> Your objective
Rewrite every line of the entries from the line containing "Pin the black pen" through the end of the entries, requests included, shifting each coordinate in the answer points by -142. Leave the pictures out of your answer.

> Object position labeling entries
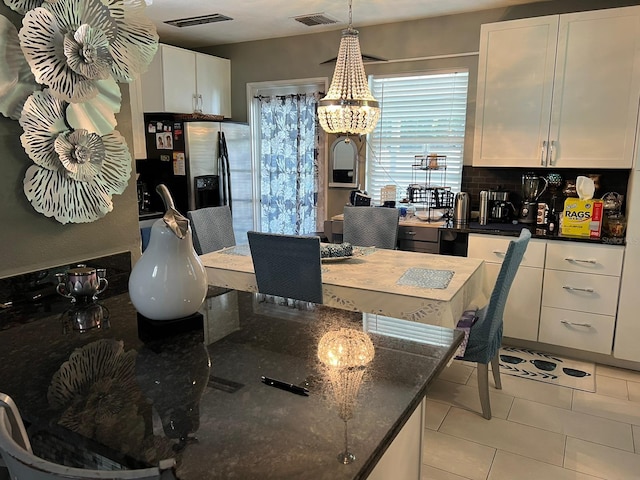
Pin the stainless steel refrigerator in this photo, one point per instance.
(202, 163)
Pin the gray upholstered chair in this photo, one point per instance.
(485, 336)
(212, 229)
(371, 226)
(16, 452)
(287, 265)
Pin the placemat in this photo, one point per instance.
(426, 278)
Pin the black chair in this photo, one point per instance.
(212, 229)
(287, 265)
(371, 226)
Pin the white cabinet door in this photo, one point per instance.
(214, 84)
(596, 89)
(179, 78)
(515, 81)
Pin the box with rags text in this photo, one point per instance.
(582, 218)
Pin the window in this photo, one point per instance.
(421, 114)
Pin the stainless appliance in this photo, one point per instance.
(461, 210)
(532, 189)
(198, 164)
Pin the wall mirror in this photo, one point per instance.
(343, 163)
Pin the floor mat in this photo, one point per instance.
(548, 368)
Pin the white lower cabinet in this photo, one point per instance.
(565, 293)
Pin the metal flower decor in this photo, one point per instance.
(78, 50)
(76, 172)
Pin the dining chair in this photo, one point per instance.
(212, 229)
(287, 266)
(19, 459)
(485, 336)
(371, 226)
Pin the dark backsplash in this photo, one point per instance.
(476, 179)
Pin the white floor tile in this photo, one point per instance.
(435, 413)
(504, 435)
(457, 372)
(431, 473)
(455, 455)
(606, 407)
(574, 424)
(634, 391)
(530, 389)
(601, 461)
(620, 373)
(505, 464)
(465, 396)
(611, 387)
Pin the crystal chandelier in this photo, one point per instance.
(349, 106)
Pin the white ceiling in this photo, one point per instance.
(261, 19)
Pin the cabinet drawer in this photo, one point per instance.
(420, 234)
(584, 331)
(580, 291)
(582, 257)
(492, 248)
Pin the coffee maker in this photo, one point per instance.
(531, 192)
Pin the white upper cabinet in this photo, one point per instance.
(559, 91)
(184, 81)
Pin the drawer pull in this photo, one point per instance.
(569, 259)
(574, 324)
(578, 289)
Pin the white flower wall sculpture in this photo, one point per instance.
(76, 171)
(75, 52)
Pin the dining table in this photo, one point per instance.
(420, 287)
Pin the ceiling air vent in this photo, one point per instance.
(201, 20)
(315, 19)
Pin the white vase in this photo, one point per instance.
(168, 282)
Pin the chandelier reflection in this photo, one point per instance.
(345, 352)
(349, 107)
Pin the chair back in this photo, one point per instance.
(491, 327)
(16, 452)
(371, 226)
(287, 265)
(212, 229)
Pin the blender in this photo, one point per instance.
(531, 192)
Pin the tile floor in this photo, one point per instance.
(538, 431)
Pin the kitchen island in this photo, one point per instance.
(128, 393)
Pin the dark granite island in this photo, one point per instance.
(87, 397)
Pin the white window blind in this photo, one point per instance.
(421, 114)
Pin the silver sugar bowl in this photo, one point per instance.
(82, 283)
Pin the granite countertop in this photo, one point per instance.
(134, 393)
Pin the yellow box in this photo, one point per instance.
(581, 218)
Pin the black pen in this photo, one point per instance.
(289, 387)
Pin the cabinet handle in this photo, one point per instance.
(591, 261)
(578, 289)
(543, 153)
(574, 324)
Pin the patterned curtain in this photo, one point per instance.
(291, 182)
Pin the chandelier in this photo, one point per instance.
(349, 106)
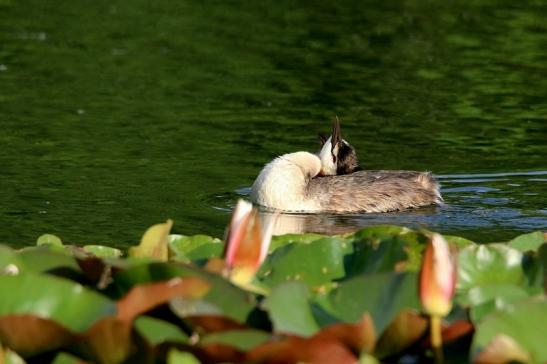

> Output below
Pin the black pen in this photo, one point per instance.
(147, 245)
Pin the cabinet handle in this photo, one point per instance.
(449, 119)
(436, 147)
(401, 11)
(432, 182)
Pin the patterned curtain in this photo, one point per instance.
(149, 40)
Pin the chandelier in this photo, one point per instance.
(207, -36)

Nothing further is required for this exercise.